Copy every line of the records below word for word, but leave the pictures out of your answer.

** START Supplied entries **

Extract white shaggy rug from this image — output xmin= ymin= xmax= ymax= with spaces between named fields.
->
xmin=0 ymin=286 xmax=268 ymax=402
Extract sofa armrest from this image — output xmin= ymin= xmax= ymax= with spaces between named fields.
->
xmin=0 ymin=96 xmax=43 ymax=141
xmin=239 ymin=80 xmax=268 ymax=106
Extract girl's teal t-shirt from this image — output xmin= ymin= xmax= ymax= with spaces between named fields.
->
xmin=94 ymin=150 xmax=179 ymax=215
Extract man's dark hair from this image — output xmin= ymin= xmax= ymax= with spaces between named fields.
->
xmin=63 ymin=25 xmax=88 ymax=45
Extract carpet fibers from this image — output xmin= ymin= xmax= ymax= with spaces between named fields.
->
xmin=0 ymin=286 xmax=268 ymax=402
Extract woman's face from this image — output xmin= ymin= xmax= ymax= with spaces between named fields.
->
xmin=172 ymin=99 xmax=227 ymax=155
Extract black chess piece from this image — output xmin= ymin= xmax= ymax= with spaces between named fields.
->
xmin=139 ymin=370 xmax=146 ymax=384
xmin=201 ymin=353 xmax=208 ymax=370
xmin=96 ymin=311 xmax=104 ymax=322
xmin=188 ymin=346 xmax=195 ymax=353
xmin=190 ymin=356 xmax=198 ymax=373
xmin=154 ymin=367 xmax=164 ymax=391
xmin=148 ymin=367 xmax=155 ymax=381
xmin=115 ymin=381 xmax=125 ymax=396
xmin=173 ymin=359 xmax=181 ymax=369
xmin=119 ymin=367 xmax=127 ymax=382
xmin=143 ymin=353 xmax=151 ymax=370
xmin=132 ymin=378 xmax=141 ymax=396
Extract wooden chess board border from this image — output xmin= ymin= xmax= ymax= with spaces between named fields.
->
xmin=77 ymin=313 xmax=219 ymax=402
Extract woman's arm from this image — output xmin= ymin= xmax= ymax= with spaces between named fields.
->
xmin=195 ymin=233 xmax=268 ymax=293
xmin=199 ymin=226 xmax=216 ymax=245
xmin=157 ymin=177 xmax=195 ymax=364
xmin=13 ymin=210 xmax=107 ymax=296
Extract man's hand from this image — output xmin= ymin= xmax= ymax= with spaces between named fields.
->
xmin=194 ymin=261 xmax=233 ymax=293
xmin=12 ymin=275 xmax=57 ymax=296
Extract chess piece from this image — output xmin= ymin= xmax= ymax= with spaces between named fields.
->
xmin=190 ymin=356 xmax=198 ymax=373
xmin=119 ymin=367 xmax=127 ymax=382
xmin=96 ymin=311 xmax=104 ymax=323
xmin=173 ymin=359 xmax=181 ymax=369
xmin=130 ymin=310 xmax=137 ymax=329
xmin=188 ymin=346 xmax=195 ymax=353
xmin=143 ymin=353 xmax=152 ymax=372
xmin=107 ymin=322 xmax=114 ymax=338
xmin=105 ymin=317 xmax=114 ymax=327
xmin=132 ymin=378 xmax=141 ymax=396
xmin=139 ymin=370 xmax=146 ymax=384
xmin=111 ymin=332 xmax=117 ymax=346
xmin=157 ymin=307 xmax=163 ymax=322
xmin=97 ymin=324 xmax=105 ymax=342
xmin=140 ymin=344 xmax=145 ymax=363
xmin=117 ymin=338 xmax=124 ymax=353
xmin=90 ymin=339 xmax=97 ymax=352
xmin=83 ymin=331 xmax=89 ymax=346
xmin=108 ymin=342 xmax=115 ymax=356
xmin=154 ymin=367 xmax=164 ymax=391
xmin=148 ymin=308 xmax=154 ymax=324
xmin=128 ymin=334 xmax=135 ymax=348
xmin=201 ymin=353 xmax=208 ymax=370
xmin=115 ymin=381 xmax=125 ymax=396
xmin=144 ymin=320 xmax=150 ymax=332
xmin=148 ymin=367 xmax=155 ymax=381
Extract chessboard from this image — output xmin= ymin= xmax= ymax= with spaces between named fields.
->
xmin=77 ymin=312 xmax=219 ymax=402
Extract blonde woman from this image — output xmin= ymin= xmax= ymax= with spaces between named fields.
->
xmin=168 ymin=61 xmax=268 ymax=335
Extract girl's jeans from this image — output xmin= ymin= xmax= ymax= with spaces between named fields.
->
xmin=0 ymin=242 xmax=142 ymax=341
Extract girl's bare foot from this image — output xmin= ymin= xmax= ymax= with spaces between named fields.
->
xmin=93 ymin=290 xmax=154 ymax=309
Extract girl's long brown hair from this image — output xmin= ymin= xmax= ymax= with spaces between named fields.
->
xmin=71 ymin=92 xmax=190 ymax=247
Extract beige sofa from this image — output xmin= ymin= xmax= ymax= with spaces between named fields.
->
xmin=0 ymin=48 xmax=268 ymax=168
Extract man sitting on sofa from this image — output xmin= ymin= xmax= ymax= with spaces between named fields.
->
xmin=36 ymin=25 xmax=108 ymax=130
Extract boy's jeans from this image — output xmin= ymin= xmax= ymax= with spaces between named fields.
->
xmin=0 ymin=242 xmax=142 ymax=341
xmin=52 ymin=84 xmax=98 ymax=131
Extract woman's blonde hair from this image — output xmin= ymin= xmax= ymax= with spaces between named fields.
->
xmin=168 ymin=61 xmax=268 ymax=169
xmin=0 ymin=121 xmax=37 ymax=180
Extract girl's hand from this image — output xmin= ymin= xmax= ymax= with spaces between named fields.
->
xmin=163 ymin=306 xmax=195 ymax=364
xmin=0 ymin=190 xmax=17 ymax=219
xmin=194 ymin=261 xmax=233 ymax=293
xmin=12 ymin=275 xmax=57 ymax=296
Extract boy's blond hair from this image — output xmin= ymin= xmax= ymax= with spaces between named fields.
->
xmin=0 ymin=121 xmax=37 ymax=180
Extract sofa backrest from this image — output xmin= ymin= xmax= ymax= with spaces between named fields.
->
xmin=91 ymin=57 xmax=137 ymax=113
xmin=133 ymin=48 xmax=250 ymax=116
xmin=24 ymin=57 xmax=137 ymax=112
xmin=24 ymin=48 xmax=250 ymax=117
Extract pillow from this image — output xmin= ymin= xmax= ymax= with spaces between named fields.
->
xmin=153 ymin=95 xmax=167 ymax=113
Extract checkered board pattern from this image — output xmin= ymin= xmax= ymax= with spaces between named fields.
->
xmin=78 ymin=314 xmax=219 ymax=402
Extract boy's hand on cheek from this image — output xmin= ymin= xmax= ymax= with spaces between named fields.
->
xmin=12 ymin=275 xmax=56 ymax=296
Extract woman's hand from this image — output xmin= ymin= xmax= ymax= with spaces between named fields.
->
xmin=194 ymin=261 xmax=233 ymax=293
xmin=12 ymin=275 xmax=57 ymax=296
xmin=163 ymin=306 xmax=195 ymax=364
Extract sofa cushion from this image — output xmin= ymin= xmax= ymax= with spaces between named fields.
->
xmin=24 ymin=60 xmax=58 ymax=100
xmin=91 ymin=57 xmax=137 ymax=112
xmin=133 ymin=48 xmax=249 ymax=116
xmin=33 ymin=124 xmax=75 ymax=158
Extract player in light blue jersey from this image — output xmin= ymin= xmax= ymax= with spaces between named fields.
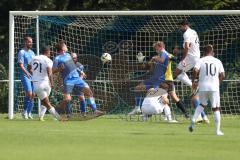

** END Supplied entries **

Task output:
Extract white shaggy rug from this image — output xmin= ymin= xmax= ymax= with spaces between named fields.
->
xmin=0 ymin=286 xmax=268 ymax=402
Extract sofa armrest from this image — output xmin= ymin= xmax= ymax= with spaces between named fields.
->
xmin=0 ymin=96 xmax=43 ymax=141
xmin=239 ymin=80 xmax=268 ymax=106
Extract girl's teal t-shirt from this image — output xmin= ymin= xmax= ymax= with spaces between named fields.
->
xmin=94 ymin=150 xmax=179 ymax=215
Extract man's dark hair from this image — output xmin= ymin= xmax= ymax= with spaces between named fields.
->
xmin=63 ymin=25 xmax=88 ymax=45
Extract carpet fibers from this image — output xmin= ymin= xmax= ymax= with spaces between named fields.
->
xmin=0 ymin=286 xmax=268 ymax=402
Extract woman's face from this image — output xmin= ymin= xmax= ymax= with spaces between named fields.
->
xmin=172 ymin=99 xmax=227 ymax=155
Extract black chess piece from this image — output xmin= ymin= xmax= ymax= with spaces between named fields.
->
xmin=139 ymin=370 xmax=146 ymax=384
xmin=201 ymin=353 xmax=208 ymax=370
xmin=96 ymin=311 xmax=104 ymax=322
xmin=188 ymin=346 xmax=195 ymax=353
xmin=190 ymin=356 xmax=198 ymax=373
xmin=154 ymin=367 xmax=164 ymax=391
xmin=148 ymin=367 xmax=155 ymax=381
xmin=115 ymin=381 xmax=125 ymax=396
xmin=173 ymin=359 xmax=181 ymax=369
xmin=119 ymin=367 xmax=127 ymax=382
xmin=143 ymin=353 xmax=151 ymax=370
xmin=132 ymin=378 xmax=141 ymax=396
Extract wooden chess board border from this image — output xmin= ymin= xmax= ymax= with spaces between named fields.
->
xmin=77 ymin=313 xmax=219 ymax=402
Extract woman's arm from this image — output xmin= ymin= xmax= ymax= with spaces between named fields.
->
xmin=195 ymin=233 xmax=268 ymax=293
xmin=199 ymin=226 xmax=216 ymax=245
xmin=157 ymin=177 xmax=195 ymax=364
xmin=13 ymin=210 xmax=107 ymax=296
Extract man's hand from this image — output xmin= ymin= xmax= ymax= with spaces between named fields.
->
xmin=194 ymin=261 xmax=233 ymax=293
xmin=12 ymin=275 xmax=57 ymax=296
Extract chess piece from this image — output xmin= ymin= xmax= ymax= with spaces between named fields.
->
xmin=190 ymin=356 xmax=198 ymax=373
xmin=119 ymin=367 xmax=127 ymax=382
xmin=96 ymin=311 xmax=104 ymax=323
xmin=173 ymin=359 xmax=181 ymax=369
xmin=130 ymin=310 xmax=137 ymax=329
xmin=188 ymin=346 xmax=195 ymax=353
xmin=143 ymin=353 xmax=152 ymax=372
xmin=107 ymin=322 xmax=114 ymax=338
xmin=105 ymin=317 xmax=114 ymax=327
xmin=132 ymin=378 xmax=141 ymax=396
xmin=139 ymin=370 xmax=146 ymax=384
xmin=111 ymin=332 xmax=117 ymax=346
xmin=157 ymin=307 xmax=163 ymax=322
xmin=97 ymin=324 xmax=105 ymax=342
xmin=140 ymin=344 xmax=145 ymax=363
xmin=117 ymin=338 xmax=124 ymax=353
xmin=90 ymin=339 xmax=97 ymax=352
xmin=83 ymin=331 xmax=89 ymax=346
xmin=108 ymin=342 xmax=115 ymax=356
xmin=154 ymin=367 xmax=164 ymax=391
xmin=148 ymin=308 xmax=154 ymax=324
xmin=128 ymin=334 xmax=135 ymax=348
xmin=201 ymin=353 xmax=208 ymax=370
xmin=115 ymin=381 xmax=125 ymax=396
xmin=144 ymin=320 xmax=150 ymax=332
xmin=148 ymin=367 xmax=155 ymax=381
Extract chessboard from this image — output xmin= ymin= xmax= ymax= with spaces between named fields.
->
xmin=77 ymin=312 xmax=219 ymax=402
Extract blonde woman from this image — output xmin= ymin= xmax= ymax= with spaces between named fields.
->
xmin=168 ymin=61 xmax=268 ymax=335
Extract girl's jeans from this image — output xmin= ymin= xmax= ymax= with spaces between named fields.
->
xmin=0 ymin=242 xmax=142 ymax=341
Extract girl's bare foot from this image — output xmin= ymin= xmax= ymax= with spaces between named fields.
->
xmin=93 ymin=290 xmax=154 ymax=309
Extract girl's long brown hair from this image — output xmin= ymin= xmax= ymax= with spaces between named fields.
->
xmin=71 ymin=92 xmax=190 ymax=247
Extract beige sofa from this image — output xmin= ymin= xmax= ymax= with spaces between named fields.
->
xmin=0 ymin=48 xmax=268 ymax=168
Extract man sitting on sofa from this image — output xmin= ymin= xmax= ymax= with spaces between named fields.
->
xmin=36 ymin=25 xmax=108 ymax=130
Extract boy's jeans from this image — output xmin= ymin= xmax= ymax= with spaces between named fields.
->
xmin=0 ymin=242 xmax=142 ymax=341
xmin=52 ymin=84 xmax=98 ymax=131
Extract woman's blonde hair from this image — output xmin= ymin= xmax= ymax= with spaces between named fields.
->
xmin=168 ymin=61 xmax=268 ymax=169
xmin=0 ymin=121 xmax=37 ymax=180
Extract girl's hand from this image — output xmin= ymin= xmax= ymax= with spaces between named fields.
->
xmin=163 ymin=306 xmax=195 ymax=364
xmin=0 ymin=190 xmax=17 ymax=219
xmin=194 ymin=261 xmax=233 ymax=293
xmin=12 ymin=275 xmax=57 ymax=296
Extract boy's blond hair from this image — output xmin= ymin= xmax= ymax= with spaces between named fields.
->
xmin=0 ymin=121 xmax=37 ymax=180
Extract sofa backrest from this image — output xmin= ymin= xmax= ymax= with spaces between named fields.
->
xmin=91 ymin=57 xmax=137 ymax=113
xmin=133 ymin=48 xmax=250 ymax=116
xmin=24 ymin=57 xmax=137 ymax=112
xmin=24 ymin=48 xmax=250 ymax=117
Extract pillow from this image — output xmin= ymin= xmax= ymax= with spaces between named fields.
->
xmin=153 ymin=95 xmax=167 ymax=113
Extract checkered board pattern from this image — output xmin= ymin= xmax= ymax= with spaces between named fields.
->
xmin=78 ymin=314 xmax=219 ymax=402
Extract boy's hand on cheek from this image — output xmin= ymin= xmax= ymax= with spaces between named fields.
->
xmin=12 ymin=275 xmax=56 ymax=296
Extract woman's hand from this image — output xmin= ymin= xmax= ymax= with spaces between named fields.
->
xmin=194 ymin=261 xmax=233 ymax=293
xmin=12 ymin=275 xmax=57 ymax=296
xmin=163 ymin=306 xmax=195 ymax=364
Extract sofa cushion from this image — output xmin= ymin= xmax= ymax= with spaces between named fields.
->
xmin=24 ymin=60 xmax=58 ymax=100
xmin=91 ymin=57 xmax=137 ymax=112
xmin=133 ymin=48 xmax=249 ymax=116
xmin=33 ymin=124 xmax=75 ymax=158
Extract player in light blue jersey from this image — output xmin= ymin= xmax= ymax= with spaces between named fields.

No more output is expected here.